In the machine consciousness passage, what does the name of Stan Franklin's "conscious software," IDA, stand for?
===== Document segment =====
Susan Greenfield of the University of Oxford is another vocal objector to the idea of machine consciousness. She argues that such computer models “focus on tasks such as learning and memory which a PC can do without subjective inner states”.

My view is that Greenfield’s theory does nothing to help us understand consciousness. And while her arguments that researchers are focusing on tasks that a PC can handle may be true of the efforts of some, the computing research with which I am involved attempts to put flesh on what it is for living organisms to have memory and learning, which has nothing to do with the capabilities of PC’s.

Trying to explain the mechanisms that make us conscious is not going to be simple. But I am convinced that one way to face this complexity is to try to design conscious machines.

Laboratories around the world approach machine consciousness at a variety of levels. At one end of the spectrum are researchers creating detailed neurological models of the brain. At the other end are the unashamed users of pre-programmed rules that control the behaviour of an artificial intelligence, especially a computer program that gives a particular output for a specified input.

The latter may seem a rigid approach that misses the whole point of creating consciousness, but Aaron Sloman of the University of Birmingham in the UK believes it neatly clear ups the confusions and contradictions that surround what consciousness is. He argues that, when it comes to consciousness, nobody really understands what they are talking about, whereas the rules he writes are unambiguous. If these rules lead to apparently gnoscious behaviour in machines, they must form a basis for an explanation of consciousness.

According to Sloman, his creations are conscious within the virtual world; the computer itself is not conscious. With his colleague Ron Chrisley, he has built various virtual creations based on rules.

Closer to the centre of the machine consciousness spectrum is Bernard Baars, a psychologist at the Neurosciences Institute in San Diego, California, who has developed a model that accepts that the brain is different from a programmed machine.

Stan Franklin, a computer scientist at the University of Memphis in Tennesee, has turned Baar’s idea into “conscious software” called IDA (short for Intelligent Distributed Agents). Each agent represents one of the competing mechanisms in Baar’s model. Franklin has created a system using IDA to help the US navy automate the work of some personnel, such as deciding how and where to billet a service person when they come off a tour of duty. This work usually includes a great deal of human knowledge, judgement, understanding and emotion. The feedback IDA gets from its users is akin to the emotional feedback humans get for performing a task well or badly, Franklin says. This helps IDA improve the way it performs its tasks, by modifying the relevance value of the rules used in the task being appraised, so that it doesn’t repeat its mistakes.
===== Raw data =====
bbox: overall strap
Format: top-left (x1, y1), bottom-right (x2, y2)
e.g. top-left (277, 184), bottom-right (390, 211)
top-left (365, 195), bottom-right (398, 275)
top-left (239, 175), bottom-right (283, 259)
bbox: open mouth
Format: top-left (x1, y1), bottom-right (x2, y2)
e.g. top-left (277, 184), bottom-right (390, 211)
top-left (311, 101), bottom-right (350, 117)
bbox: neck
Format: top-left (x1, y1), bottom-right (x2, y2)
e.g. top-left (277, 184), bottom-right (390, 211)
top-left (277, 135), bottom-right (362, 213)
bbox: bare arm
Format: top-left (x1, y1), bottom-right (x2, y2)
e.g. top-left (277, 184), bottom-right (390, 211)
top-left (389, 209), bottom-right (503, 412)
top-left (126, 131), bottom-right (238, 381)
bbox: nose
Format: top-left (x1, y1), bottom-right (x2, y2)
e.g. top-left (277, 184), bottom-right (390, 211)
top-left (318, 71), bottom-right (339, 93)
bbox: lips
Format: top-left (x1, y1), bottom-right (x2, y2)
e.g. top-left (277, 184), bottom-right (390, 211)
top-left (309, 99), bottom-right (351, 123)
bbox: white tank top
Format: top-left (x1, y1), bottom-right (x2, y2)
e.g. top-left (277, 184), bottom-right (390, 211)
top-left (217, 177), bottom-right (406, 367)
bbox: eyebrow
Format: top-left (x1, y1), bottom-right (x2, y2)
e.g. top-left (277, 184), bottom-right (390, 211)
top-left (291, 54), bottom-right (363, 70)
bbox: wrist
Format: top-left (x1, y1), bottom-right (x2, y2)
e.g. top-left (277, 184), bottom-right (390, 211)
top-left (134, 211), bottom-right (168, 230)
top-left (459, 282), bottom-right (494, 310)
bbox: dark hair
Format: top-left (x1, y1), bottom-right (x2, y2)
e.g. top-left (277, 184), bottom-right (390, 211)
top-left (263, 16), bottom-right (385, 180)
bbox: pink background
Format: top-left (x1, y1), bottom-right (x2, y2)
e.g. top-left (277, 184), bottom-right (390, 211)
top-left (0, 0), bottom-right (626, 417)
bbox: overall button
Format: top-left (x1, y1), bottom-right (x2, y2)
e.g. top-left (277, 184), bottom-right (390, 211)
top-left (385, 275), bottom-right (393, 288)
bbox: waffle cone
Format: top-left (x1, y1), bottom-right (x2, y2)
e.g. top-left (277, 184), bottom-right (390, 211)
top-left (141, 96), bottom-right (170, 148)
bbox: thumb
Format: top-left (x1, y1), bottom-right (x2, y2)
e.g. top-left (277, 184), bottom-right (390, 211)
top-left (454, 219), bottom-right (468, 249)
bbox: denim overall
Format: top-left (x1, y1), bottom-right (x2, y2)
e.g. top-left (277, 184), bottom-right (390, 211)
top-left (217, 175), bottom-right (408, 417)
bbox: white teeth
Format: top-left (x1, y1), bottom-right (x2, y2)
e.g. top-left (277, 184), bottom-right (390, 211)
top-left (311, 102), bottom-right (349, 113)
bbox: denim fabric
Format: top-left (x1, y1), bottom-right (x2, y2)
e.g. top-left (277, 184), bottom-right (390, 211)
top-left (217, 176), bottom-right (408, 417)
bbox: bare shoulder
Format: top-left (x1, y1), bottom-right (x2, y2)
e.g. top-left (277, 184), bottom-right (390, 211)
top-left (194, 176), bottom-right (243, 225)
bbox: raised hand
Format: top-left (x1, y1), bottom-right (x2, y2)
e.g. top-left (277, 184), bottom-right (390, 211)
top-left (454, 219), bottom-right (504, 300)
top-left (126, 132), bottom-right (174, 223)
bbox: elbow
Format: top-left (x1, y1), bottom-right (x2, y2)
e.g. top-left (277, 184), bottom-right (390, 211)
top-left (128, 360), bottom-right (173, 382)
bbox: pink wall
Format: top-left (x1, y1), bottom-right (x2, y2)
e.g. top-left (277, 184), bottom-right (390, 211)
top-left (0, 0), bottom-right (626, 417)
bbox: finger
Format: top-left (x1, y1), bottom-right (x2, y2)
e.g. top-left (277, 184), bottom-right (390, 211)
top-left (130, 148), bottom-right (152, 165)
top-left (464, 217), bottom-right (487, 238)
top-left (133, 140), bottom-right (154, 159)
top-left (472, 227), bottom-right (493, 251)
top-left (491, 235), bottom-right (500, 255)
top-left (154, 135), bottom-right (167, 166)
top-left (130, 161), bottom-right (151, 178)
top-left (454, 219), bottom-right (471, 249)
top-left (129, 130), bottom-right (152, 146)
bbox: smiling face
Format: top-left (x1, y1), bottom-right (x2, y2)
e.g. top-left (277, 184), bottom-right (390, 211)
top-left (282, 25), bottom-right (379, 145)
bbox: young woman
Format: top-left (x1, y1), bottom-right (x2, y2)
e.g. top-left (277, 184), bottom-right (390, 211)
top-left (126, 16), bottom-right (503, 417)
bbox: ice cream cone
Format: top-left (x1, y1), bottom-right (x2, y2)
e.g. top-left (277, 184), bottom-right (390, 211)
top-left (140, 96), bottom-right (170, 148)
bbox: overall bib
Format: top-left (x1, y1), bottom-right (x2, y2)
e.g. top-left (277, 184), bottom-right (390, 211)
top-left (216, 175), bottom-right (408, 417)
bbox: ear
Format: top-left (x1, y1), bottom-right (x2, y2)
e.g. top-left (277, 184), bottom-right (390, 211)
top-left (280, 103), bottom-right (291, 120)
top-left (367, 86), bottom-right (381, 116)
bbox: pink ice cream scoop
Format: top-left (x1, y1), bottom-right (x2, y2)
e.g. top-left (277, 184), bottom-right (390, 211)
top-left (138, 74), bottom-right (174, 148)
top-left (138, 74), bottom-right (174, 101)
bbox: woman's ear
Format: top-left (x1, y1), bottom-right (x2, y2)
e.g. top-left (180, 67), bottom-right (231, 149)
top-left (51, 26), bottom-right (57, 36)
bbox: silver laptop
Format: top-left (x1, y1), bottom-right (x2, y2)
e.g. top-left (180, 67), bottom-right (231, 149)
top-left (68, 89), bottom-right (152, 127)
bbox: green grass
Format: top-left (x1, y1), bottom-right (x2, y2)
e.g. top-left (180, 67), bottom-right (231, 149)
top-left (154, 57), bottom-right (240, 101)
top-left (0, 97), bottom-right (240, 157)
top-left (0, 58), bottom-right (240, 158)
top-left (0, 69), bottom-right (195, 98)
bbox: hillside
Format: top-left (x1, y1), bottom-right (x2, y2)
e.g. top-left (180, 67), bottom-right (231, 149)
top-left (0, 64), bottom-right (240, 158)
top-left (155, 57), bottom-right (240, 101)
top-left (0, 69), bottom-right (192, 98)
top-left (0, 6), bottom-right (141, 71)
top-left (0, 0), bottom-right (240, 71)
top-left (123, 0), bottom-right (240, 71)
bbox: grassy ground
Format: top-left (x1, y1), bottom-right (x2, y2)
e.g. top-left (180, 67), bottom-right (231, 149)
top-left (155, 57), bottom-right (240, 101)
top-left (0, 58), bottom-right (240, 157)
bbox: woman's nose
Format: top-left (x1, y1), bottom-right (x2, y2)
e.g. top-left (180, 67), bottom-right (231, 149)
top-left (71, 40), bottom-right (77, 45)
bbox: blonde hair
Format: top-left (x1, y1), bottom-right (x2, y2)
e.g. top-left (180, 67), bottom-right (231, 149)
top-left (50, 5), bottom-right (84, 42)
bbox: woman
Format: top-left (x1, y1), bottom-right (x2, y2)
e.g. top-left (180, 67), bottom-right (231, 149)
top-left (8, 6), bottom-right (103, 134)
=====
The completed task: Intelligent Distributed Agents